§ **Aim**
Restate the full set of records exactly, without adding or dropping a word.

§ **Stored records**
*-*-*

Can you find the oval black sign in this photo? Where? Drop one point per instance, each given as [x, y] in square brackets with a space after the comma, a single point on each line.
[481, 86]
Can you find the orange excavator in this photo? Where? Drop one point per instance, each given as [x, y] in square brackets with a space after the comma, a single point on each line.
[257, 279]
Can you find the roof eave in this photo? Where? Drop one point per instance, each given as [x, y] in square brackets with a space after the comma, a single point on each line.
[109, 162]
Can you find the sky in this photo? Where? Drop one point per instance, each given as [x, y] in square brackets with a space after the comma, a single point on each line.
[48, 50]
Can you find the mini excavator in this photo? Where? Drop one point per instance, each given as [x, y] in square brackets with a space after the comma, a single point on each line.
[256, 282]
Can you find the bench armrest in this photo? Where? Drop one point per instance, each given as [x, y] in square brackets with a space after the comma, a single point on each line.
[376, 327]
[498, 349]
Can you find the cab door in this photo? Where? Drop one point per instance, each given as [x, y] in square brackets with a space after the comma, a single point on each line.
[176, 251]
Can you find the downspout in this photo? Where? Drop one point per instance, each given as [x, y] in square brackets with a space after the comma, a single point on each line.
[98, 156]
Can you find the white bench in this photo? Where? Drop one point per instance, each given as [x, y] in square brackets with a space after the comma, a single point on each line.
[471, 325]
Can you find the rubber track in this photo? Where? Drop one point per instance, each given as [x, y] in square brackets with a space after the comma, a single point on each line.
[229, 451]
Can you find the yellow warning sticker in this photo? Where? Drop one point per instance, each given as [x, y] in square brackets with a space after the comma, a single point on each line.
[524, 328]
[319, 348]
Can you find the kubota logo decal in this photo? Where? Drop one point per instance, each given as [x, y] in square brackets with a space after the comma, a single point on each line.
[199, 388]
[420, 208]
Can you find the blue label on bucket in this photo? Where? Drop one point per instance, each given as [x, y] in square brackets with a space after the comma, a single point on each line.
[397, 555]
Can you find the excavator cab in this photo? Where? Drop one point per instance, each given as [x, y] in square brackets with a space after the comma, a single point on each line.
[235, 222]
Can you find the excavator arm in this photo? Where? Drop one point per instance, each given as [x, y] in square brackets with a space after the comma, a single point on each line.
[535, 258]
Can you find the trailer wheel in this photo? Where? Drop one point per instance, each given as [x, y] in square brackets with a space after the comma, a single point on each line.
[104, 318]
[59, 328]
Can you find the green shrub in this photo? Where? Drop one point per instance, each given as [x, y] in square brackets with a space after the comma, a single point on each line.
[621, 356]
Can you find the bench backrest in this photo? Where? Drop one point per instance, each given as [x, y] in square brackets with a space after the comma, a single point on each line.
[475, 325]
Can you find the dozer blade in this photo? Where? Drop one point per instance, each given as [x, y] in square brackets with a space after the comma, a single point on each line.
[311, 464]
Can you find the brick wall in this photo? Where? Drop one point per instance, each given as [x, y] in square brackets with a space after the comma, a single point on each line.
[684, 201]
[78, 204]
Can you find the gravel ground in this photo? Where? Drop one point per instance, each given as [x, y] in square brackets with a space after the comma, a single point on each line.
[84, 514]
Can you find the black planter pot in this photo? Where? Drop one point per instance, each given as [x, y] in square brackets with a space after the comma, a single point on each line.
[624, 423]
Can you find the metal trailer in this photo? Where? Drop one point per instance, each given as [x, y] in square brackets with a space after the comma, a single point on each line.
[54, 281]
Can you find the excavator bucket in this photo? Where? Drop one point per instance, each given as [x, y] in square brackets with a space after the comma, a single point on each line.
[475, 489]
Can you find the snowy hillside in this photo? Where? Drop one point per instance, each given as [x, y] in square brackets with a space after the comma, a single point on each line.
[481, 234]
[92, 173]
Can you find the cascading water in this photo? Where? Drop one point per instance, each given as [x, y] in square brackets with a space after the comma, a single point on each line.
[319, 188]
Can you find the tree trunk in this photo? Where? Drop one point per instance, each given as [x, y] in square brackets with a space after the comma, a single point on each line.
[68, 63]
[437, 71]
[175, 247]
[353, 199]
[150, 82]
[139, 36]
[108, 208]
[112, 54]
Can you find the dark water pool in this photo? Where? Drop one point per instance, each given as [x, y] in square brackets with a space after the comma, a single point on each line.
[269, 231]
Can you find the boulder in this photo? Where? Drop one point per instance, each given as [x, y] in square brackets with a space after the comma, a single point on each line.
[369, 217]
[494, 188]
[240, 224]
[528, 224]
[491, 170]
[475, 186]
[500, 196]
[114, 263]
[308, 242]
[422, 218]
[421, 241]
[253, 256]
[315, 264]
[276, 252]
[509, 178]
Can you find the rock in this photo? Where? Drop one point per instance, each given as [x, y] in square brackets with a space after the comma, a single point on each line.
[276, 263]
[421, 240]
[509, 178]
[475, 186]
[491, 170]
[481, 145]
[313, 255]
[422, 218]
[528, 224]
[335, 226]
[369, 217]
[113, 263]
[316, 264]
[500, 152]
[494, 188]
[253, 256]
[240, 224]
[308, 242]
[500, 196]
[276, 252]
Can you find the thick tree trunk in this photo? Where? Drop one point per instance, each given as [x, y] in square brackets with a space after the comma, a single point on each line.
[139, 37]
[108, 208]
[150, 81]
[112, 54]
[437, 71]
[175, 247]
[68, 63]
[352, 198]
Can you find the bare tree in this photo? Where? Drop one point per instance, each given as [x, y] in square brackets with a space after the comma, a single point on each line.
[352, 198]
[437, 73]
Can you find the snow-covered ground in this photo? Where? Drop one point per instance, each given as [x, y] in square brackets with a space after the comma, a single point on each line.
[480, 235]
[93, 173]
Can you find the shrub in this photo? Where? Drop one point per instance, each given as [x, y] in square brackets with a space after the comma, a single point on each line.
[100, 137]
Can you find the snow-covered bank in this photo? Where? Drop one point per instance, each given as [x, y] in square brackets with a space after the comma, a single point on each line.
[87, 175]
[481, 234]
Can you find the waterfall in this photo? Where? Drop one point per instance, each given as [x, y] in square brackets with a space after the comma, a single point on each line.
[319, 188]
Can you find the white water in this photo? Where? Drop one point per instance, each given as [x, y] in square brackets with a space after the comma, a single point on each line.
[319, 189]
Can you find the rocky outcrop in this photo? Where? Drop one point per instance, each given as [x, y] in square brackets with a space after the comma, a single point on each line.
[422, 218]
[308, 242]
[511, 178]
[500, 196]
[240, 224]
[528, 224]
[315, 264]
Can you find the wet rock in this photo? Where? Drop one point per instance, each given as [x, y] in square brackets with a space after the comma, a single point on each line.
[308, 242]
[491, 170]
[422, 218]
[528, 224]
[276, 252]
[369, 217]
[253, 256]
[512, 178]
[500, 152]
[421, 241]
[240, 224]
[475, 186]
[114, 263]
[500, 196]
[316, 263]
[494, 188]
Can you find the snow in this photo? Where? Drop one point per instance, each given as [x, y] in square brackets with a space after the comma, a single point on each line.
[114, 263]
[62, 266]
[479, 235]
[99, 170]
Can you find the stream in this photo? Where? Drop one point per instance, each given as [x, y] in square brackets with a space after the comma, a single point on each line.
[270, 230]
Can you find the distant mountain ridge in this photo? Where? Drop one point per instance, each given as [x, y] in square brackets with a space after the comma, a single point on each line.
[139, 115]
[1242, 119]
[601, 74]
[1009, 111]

*-*-*

§ **Response to the task**
Can you find the oval black sign in this photo? Where? Drop one point per instance, each given as [x, y] in square brackets with a space after the comma, a single point on each line.
[481, 86]
Can you find the orange excavator in this photo? Where? Drop one point per instance, each given as [x, y] in square brackets with a space after the comma, a single point on each line.
[257, 279]
Can you find the roof eave in this photo? Where? Drop one point per instance, each given as [x, y] in square brackets with a space after the comma, a single point on each line.
[109, 162]
Can you find the sky in this photo? Where? Drop one point per instance, each given as [x, y] in square brackets with a space after the comma, a single point on each line.
[48, 50]
Can you find the mini excavator in this photo? Where? Drop one point per instance, each given as [x, y] in square brackets with a space after the comma, a single point on each line.
[256, 282]
Can you find the bench armrest in this photo? Where? Drop one point per instance, each given as [x, y] in square brackets with a space after the comma, a single point on each line.
[376, 327]
[498, 349]
Can you find the cab door in this photo? Where? Drop one point per instance, each given as [x, y] in square brackets with a space after the comma, a single point on each line.
[176, 251]
Can you find the downspout in this photo? Where? Drop one point per instance, each given as [x, y] in square brackets with a space after the comma, a single point on each line.
[98, 156]
Can you find the white bench in this photo? Where? Drop one point per instance, each given as [x, y] in square brackets with a space after the comma, a single point on each line.
[471, 325]
Can you find the rubber track in this photo? Where? Drop one point per instance, each given as [x, y] in square brackets with a space after the comma, a single point on each line.
[229, 451]
Can you find the yellow warning sticker in this photo? Where? Drop one point per instance, each given as [x, y] in square brackets with a space after the comma, a single point on each line.
[524, 328]
[319, 348]
Can you find the kubota logo decal in this photo? Where? Drop one point per instance, each given as [x, y] in square brackets with a space after the comma, a single point on each line.
[199, 388]
[420, 208]
Can you find the blue label on bucket in this photo? Where? Drop one point per instance, each given as [x, y] in square brackets with a space after the comma, a single point on each line.
[397, 555]
Can you find the excavator cab in this photo? Where? Drop one point per instance, each given as [x, y] in square brackets with a space after the comma, a single point on each line.
[235, 222]
Can you find the excavator arm in this photo? Where? Drop one point per instance, each given as [x, y] in square brackets with a space after the comma, a single point on each line.
[535, 258]
Can you find the trailer wheel in this photo? Where? Drop one point per instance, each given as [x, y] in square brackets with a space after the comma, a single point on each line.
[104, 318]
[59, 328]
Can you find the green shrub in this photo? Where? Drop one point per instance, each given as [x, y] in square brackets with a space after the comma, a single point on each line.
[621, 356]
Can you find the bench backrest in this photo? Where? Drop one point per instance, each given as [x, y] in square brackets with a space after the comma, a single point on each line.
[475, 325]
Can you find the dozer blade in this photo? Where? Drop one point per instance, each given as [x, y] in square brackets with a space after the comma, a single point on each line.
[311, 464]
Can you find the brick wall in this photo? Where? Drop one point per instance, each given as [x, y] in square brackets with a space after the comma, a single point on each line.
[684, 201]
[78, 204]
Can you find the gravel ground in this photo? Where? Drop one point per instance, each given as [x, y] in square brackets with a space after the comma, a single point on each line.
[84, 514]
Can you find the black planter pot in this photo? Where? Drop one point per instance, each given as [x, y] in square brackets with a space after the comma, a single point on each line.
[624, 423]
Can you find the metal trailer in this photo? Where? Drop one point per instance, each given as [x, y] in square brackets with a space after the comma, a single point on each line.
[54, 281]
Can you find the excavator bucket in this photo? Where? Drop one point per instance, each given as [x, y] in square brackets with a space after the comma, a single point on each line.
[475, 489]
Can you find the snowy hillside in this photo? Where? Drop one point per instance, each given as [x, y] in square brackets with a space after the comma, a single point on each line.
[481, 234]
[92, 173]
Can you find the cascading water in this photo? Where? Drop one point per instance, each given as [x, y] in square brackets with a space after the comma, a single point on each line.
[319, 188]
Can you find the tree trunk in this photo? Where? Drop one point per instance, each given as [x, y] in square brackets with a space after the comma, a single point on each line.
[68, 63]
[437, 71]
[175, 247]
[353, 199]
[150, 82]
[139, 36]
[108, 208]
[112, 54]
Can you find the dark water pool in this photo? Where? Drop one point per instance, each given as [x, y] in square brackets with a space after the comma, a single point on each line.
[269, 231]
Can you find the boulder in this photo? Where? Drop one point per instance, each given as [x, y] in square brackets with a space after the comma, a single point on each line.
[369, 217]
[494, 188]
[240, 224]
[528, 224]
[491, 170]
[475, 186]
[500, 196]
[114, 263]
[308, 242]
[422, 218]
[421, 241]
[253, 256]
[315, 264]
[276, 252]
[509, 178]
Can you find the rock in this photo? Where? Drop one point per instance, each given as [x, y] in square brackets with a space after the comma, a single point on each line.
[276, 263]
[421, 240]
[509, 178]
[475, 186]
[491, 170]
[481, 145]
[313, 255]
[422, 218]
[528, 224]
[335, 226]
[369, 217]
[113, 263]
[316, 264]
[500, 152]
[494, 188]
[253, 256]
[240, 224]
[308, 242]
[500, 196]
[276, 252]
Can you find the thick tree trunk in this photo? Where? Drop one point per instance, each given as [x, y] in square brackets with a space after the comma, a single point on each line.
[139, 37]
[108, 208]
[150, 81]
[112, 54]
[437, 71]
[175, 247]
[68, 63]
[352, 198]
Can you find the bare tree in this photo? Where? Drop one point per instance, each given as [x, y] in square brackets with a space after the comma, a single point on each line.
[352, 198]
[437, 73]
Can you find the snow-covered ground in this photo? Where? Drop one point per instance, each given as [x, y] in square brackets with a space after the comma, a single point on each line.
[480, 235]
[93, 173]
Can you find the shrub in this photo? Where? Drop one point per instance, each given as [x, y] in square brackets with a space after the comma, a single point on each line.
[100, 137]
Can you find the snow-covered bank in this photo? Where? Drop one point per instance, each given as [x, y] in square brackets with a space after the comma, a single point on each line.
[87, 175]
[481, 234]
Can you find the waterfall in this photo? Where? Drop one point per instance, each given as [x, y] in square brackets with a space after the comma, a single point on each line.
[319, 188]
Can you find the white water in this photo? Where? Drop one point per instance, each given as [x, y] in square brackets with a space after the comma, a single point on each line.
[319, 189]
Can you find the rocky outcrop in this photo? Where? Drop one point per instance, each given as [x, y] in square brackets with a space after the comma, a single point on each line.
[422, 218]
[308, 242]
[511, 178]
[500, 196]
[240, 224]
[528, 224]
[315, 264]
Can you find the wet rock in this photo? Where? Drop one point per instance, each given as [x, y] in square brackets with a space after the comma, a single point on each line.
[308, 242]
[491, 170]
[422, 218]
[528, 224]
[276, 252]
[369, 217]
[253, 256]
[512, 178]
[500, 152]
[421, 241]
[240, 224]
[475, 186]
[114, 263]
[500, 196]
[316, 263]
[494, 188]
Can you find the snow in this photo? Where? Drop one point per instance, each given as [x, y] in square brackets with a space after the comma, a single point on each line.
[114, 263]
[62, 266]
[479, 235]
[99, 170]
Can you find the stream in this photo? Where? Drop one point per instance, each given as [x, y] in square brackets with a space after the comma, a single point on each line.
[270, 230]
Can you find the distant mountain ridge in this photo? Where? Drop one point per instance, each given as [x, y] in square brackets with a space after the comma, a single point on each line.
[139, 115]
[1242, 119]
[601, 74]
[1009, 111]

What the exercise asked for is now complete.